Show every line in the data below that contains the word "woman". Copy each such line in full.
— BEGIN RECORDS FOR THIS EXERCISE —
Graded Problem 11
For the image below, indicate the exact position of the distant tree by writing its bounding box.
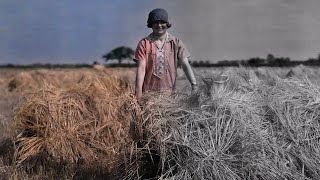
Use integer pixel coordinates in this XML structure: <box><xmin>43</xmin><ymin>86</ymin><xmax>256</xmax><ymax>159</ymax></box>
<box><xmin>267</xmin><ymin>54</ymin><xmax>275</xmax><ymax>63</ymax></box>
<box><xmin>102</xmin><ymin>46</ymin><xmax>134</xmax><ymax>64</ymax></box>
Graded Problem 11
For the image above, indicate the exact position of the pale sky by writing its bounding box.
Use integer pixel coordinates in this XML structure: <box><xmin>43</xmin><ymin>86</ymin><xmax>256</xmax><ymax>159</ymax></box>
<box><xmin>0</xmin><ymin>0</ymin><xmax>320</xmax><ymax>64</ymax></box>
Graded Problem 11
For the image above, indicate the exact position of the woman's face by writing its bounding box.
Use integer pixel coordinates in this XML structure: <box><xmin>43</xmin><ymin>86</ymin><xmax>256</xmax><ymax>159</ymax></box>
<box><xmin>151</xmin><ymin>21</ymin><xmax>168</xmax><ymax>36</ymax></box>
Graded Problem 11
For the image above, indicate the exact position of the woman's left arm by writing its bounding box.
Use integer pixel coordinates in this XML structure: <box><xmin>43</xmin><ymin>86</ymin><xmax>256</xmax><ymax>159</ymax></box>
<box><xmin>181</xmin><ymin>57</ymin><xmax>197</xmax><ymax>90</ymax></box>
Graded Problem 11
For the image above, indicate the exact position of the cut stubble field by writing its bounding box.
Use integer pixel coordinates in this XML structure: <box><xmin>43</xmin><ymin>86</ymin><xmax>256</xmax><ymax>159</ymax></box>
<box><xmin>0</xmin><ymin>66</ymin><xmax>320</xmax><ymax>180</ymax></box>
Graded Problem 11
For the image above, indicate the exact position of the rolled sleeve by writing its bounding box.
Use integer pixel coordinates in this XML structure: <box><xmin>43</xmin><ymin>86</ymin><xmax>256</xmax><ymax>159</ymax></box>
<box><xmin>133</xmin><ymin>40</ymin><xmax>146</xmax><ymax>62</ymax></box>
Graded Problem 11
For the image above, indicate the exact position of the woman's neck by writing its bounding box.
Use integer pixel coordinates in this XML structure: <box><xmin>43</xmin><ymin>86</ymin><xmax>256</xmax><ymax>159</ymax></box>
<box><xmin>152</xmin><ymin>33</ymin><xmax>167</xmax><ymax>41</ymax></box>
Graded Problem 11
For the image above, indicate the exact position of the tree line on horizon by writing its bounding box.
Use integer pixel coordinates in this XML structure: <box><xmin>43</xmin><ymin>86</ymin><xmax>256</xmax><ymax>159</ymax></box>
<box><xmin>0</xmin><ymin>46</ymin><xmax>320</xmax><ymax>68</ymax></box>
<box><xmin>102</xmin><ymin>46</ymin><xmax>320</xmax><ymax>67</ymax></box>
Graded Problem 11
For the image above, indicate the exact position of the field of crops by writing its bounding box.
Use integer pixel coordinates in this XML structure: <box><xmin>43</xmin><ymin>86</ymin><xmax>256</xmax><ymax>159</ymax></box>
<box><xmin>0</xmin><ymin>66</ymin><xmax>320</xmax><ymax>180</ymax></box>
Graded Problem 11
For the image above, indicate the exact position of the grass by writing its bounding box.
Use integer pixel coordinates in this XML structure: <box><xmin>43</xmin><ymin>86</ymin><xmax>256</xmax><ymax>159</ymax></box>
<box><xmin>0</xmin><ymin>67</ymin><xmax>320</xmax><ymax>180</ymax></box>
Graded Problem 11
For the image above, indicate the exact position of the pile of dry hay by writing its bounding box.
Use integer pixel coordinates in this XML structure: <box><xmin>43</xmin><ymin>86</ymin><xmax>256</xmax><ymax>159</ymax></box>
<box><xmin>15</xmin><ymin>76</ymin><xmax>140</xmax><ymax>177</ymax></box>
<box><xmin>117</xmin><ymin>69</ymin><xmax>320</xmax><ymax>180</ymax></box>
<box><xmin>16</xmin><ymin>69</ymin><xmax>320</xmax><ymax>180</ymax></box>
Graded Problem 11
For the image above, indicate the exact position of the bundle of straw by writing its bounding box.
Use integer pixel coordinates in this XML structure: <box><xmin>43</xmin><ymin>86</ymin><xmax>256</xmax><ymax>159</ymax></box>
<box><xmin>15</xmin><ymin>76</ymin><xmax>140</xmax><ymax>174</ymax></box>
<box><xmin>123</xmin><ymin>68</ymin><xmax>320</xmax><ymax>180</ymax></box>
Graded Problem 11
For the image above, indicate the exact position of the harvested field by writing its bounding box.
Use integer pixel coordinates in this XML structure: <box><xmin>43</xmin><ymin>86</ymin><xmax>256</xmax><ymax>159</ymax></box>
<box><xmin>0</xmin><ymin>67</ymin><xmax>320</xmax><ymax>180</ymax></box>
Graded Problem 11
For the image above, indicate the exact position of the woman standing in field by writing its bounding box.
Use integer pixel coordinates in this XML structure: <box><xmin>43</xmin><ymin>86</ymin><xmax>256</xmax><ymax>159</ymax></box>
<box><xmin>134</xmin><ymin>8</ymin><xmax>196</xmax><ymax>99</ymax></box>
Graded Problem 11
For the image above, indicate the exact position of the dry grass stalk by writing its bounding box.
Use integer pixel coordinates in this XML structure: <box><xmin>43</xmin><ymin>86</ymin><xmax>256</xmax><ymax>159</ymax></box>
<box><xmin>118</xmin><ymin>68</ymin><xmax>320</xmax><ymax>180</ymax></box>
<box><xmin>15</xmin><ymin>76</ymin><xmax>139</xmax><ymax>174</ymax></box>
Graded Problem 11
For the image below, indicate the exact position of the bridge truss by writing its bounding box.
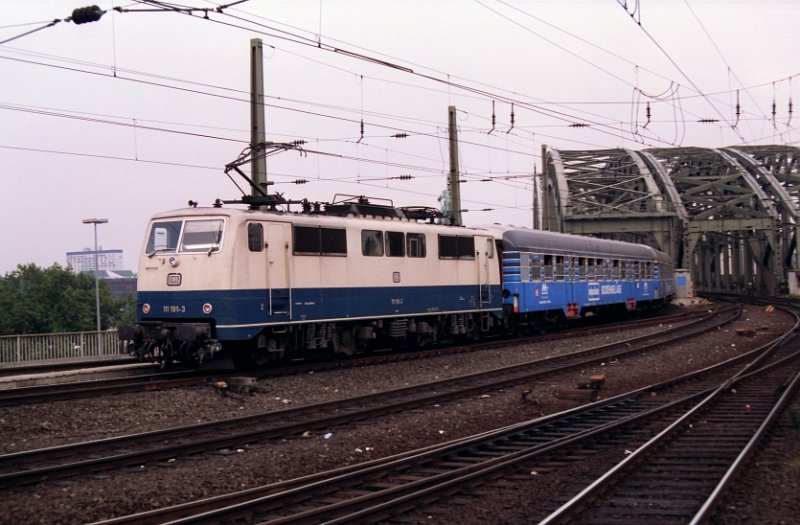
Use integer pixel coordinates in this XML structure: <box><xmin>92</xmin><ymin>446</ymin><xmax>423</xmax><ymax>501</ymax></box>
<box><xmin>542</xmin><ymin>146</ymin><xmax>800</xmax><ymax>295</ymax></box>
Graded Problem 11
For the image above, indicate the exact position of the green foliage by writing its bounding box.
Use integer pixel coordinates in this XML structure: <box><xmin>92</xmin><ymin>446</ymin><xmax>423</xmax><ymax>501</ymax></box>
<box><xmin>0</xmin><ymin>264</ymin><xmax>136</xmax><ymax>335</ymax></box>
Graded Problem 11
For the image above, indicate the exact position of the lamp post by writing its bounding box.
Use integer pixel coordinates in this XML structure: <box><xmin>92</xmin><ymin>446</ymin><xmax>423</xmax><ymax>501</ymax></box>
<box><xmin>83</xmin><ymin>218</ymin><xmax>108</xmax><ymax>353</ymax></box>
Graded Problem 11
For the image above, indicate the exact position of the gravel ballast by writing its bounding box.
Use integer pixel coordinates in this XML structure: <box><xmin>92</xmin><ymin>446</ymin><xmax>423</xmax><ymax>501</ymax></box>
<box><xmin>0</xmin><ymin>306</ymin><xmax>800</xmax><ymax>524</ymax></box>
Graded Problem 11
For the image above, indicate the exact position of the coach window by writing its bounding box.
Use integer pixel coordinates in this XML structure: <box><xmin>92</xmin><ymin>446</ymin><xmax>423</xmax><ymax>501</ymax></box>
<box><xmin>361</xmin><ymin>230</ymin><xmax>383</xmax><ymax>257</ymax></box>
<box><xmin>531</xmin><ymin>253</ymin><xmax>542</xmax><ymax>282</ymax></box>
<box><xmin>386</xmin><ymin>232</ymin><xmax>406</xmax><ymax>257</ymax></box>
<box><xmin>406</xmin><ymin>233</ymin><xmax>426</xmax><ymax>257</ymax></box>
<box><xmin>247</xmin><ymin>222</ymin><xmax>264</xmax><ymax>252</ymax></box>
<box><xmin>544</xmin><ymin>255</ymin><xmax>553</xmax><ymax>281</ymax></box>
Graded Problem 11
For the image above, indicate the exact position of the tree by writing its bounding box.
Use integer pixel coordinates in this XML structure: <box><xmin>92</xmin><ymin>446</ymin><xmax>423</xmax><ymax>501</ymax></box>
<box><xmin>0</xmin><ymin>264</ymin><xmax>135</xmax><ymax>335</ymax></box>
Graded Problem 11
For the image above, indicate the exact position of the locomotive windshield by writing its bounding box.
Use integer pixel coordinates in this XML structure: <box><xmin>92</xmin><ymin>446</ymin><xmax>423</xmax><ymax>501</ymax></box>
<box><xmin>145</xmin><ymin>219</ymin><xmax>224</xmax><ymax>255</ymax></box>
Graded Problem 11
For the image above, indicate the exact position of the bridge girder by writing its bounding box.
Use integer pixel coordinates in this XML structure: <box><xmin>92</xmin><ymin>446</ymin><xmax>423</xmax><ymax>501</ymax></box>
<box><xmin>543</xmin><ymin>146</ymin><xmax>800</xmax><ymax>293</ymax></box>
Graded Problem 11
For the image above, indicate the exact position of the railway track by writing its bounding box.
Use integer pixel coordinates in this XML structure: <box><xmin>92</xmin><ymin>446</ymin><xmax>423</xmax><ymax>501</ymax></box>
<box><xmin>542</xmin><ymin>340</ymin><xmax>800</xmax><ymax>525</ymax></box>
<box><xmin>0</xmin><ymin>307</ymin><xmax>739</xmax><ymax>487</ymax></box>
<box><xmin>84</xmin><ymin>302</ymin><xmax>800</xmax><ymax>525</ymax></box>
<box><xmin>0</xmin><ymin>370</ymin><xmax>212</xmax><ymax>407</ymax></box>
<box><xmin>0</xmin><ymin>357</ymin><xmax>139</xmax><ymax>377</ymax></box>
<box><xmin>0</xmin><ymin>312</ymin><xmax>707</xmax><ymax>407</ymax></box>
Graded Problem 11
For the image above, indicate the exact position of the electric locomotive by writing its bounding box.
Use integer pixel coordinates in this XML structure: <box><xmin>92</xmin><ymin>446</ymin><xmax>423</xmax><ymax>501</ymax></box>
<box><xmin>119</xmin><ymin>197</ymin><xmax>674</xmax><ymax>365</ymax></box>
<box><xmin>120</xmin><ymin>198</ymin><xmax>502</xmax><ymax>364</ymax></box>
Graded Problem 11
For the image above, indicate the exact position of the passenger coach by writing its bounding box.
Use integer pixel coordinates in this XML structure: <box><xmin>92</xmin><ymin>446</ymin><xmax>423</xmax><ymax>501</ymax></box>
<box><xmin>121</xmin><ymin>206</ymin><xmax>502</xmax><ymax>362</ymax></box>
<box><xmin>497</xmin><ymin>228</ymin><xmax>675</xmax><ymax>324</ymax></box>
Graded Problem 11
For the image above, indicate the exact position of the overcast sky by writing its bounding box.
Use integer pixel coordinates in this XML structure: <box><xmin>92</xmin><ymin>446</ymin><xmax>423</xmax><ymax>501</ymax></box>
<box><xmin>0</xmin><ymin>0</ymin><xmax>800</xmax><ymax>275</ymax></box>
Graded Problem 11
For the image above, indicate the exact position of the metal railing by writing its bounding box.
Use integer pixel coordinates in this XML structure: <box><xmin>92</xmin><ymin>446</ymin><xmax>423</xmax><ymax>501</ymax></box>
<box><xmin>0</xmin><ymin>330</ymin><xmax>119</xmax><ymax>363</ymax></box>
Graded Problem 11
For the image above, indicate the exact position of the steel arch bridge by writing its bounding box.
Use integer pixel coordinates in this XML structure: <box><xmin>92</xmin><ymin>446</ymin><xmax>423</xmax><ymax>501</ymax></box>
— END RECORDS FOR THIS EXERCISE —
* _EXERCISE RESPONSE_:
For the image above, indicate the exact position of the woman's face by writing its bounding box.
For the image above, indicate the exact position of the woman's left arm by writing its bounding box.
For the image above, indicate the exact position of the woman's neck by writing its bounding box.
For the image above, indicate the exact position of the woman standing in field by writing its bounding box.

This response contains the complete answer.